--- About this task ---
Exactly the lines from the one holding "Annotate the front" to the end of the listing, both ends included, make up the expected answer.

--- Provided records ---
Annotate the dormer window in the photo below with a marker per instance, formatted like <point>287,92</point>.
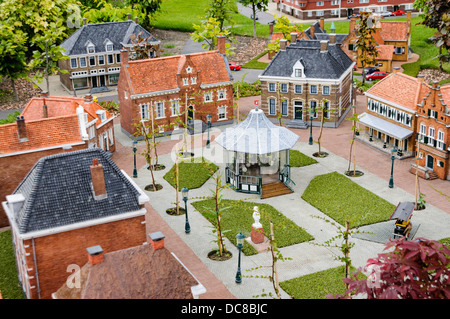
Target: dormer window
<point>91,48</point>
<point>298,70</point>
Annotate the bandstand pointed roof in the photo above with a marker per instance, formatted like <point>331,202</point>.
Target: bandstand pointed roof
<point>257,135</point>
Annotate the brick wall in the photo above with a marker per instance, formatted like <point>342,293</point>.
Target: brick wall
<point>55,253</point>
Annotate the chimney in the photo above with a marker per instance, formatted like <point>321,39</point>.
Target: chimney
<point>21,129</point>
<point>44,110</point>
<point>88,99</point>
<point>95,254</point>
<point>293,37</point>
<point>124,57</point>
<point>323,46</point>
<point>157,240</point>
<point>351,25</point>
<point>15,202</point>
<point>332,38</point>
<point>221,44</point>
<point>98,180</point>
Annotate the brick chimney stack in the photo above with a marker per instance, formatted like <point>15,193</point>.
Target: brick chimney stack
<point>21,129</point>
<point>221,44</point>
<point>156,240</point>
<point>95,254</point>
<point>98,180</point>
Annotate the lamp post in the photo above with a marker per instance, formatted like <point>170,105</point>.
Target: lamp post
<point>240,243</point>
<point>208,120</point>
<point>134,152</point>
<point>391,180</point>
<point>184,192</point>
<point>310,128</point>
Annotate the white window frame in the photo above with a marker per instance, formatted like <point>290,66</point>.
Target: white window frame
<point>160,110</point>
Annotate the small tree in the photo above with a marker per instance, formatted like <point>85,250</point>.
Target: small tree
<point>207,33</point>
<point>12,55</point>
<point>261,5</point>
<point>416,269</point>
<point>365,43</point>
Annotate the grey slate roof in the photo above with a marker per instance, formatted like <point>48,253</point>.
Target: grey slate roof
<point>320,65</point>
<point>58,192</point>
<point>98,33</point>
<point>257,135</point>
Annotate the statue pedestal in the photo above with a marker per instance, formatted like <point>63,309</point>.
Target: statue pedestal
<point>257,235</point>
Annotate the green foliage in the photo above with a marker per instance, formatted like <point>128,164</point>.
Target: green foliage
<point>207,33</point>
<point>11,118</point>
<point>298,159</point>
<point>344,200</point>
<point>193,173</point>
<point>9,283</point>
<point>317,285</point>
<point>239,218</point>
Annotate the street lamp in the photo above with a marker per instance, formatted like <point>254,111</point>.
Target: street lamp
<point>208,120</point>
<point>391,180</point>
<point>134,152</point>
<point>240,243</point>
<point>310,128</point>
<point>184,193</point>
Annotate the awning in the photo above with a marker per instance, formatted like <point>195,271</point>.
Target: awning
<point>384,126</point>
<point>257,135</point>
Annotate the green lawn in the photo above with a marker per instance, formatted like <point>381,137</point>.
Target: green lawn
<point>316,285</point>
<point>9,283</point>
<point>194,173</point>
<point>181,15</point>
<point>298,159</point>
<point>239,218</point>
<point>342,199</point>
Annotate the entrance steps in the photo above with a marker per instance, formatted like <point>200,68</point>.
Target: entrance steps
<point>275,189</point>
<point>297,124</point>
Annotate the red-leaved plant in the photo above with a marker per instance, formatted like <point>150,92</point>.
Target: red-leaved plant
<point>418,269</point>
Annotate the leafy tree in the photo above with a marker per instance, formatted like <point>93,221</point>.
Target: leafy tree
<point>108,12</point>
<point>260,5</point>
<point>149,8</point>
<point>207,33</point>
<point>416,269</point>
<point>437,16</point>
<point>365,43</point>
<point>12,54</point>
<point>45,60</point>
<point>222,10</point>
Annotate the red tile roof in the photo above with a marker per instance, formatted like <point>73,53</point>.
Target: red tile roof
<point>400,89</point>
<point>40,133</point>
<point>394,30</point>
<point>160,74</point>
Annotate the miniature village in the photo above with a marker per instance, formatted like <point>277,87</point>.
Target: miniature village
<point>140,169</point>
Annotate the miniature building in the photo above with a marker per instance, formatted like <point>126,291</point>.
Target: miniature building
<point>309,9</point>
<point>66,203</point>
<point>143,272</point>
<point>258,156</point>
<point>46,126</point>
<point>94,54</point>
<point>176,88</point>
<point>301,76</point>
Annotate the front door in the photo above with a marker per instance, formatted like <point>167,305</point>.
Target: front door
<point>430,161</point>
<point>298,115</point>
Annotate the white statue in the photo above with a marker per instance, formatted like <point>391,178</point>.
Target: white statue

--- Reply ---
Annotate the front door in the photo above with a marker per instance, formatted like <point>167,305</point>.
Target: front door
<point>430,161</point>
<point>298,115</point>
Annotate the white statue in the photo above with a marker per instance, formatted like <point>391,178</point>.
Target: white statue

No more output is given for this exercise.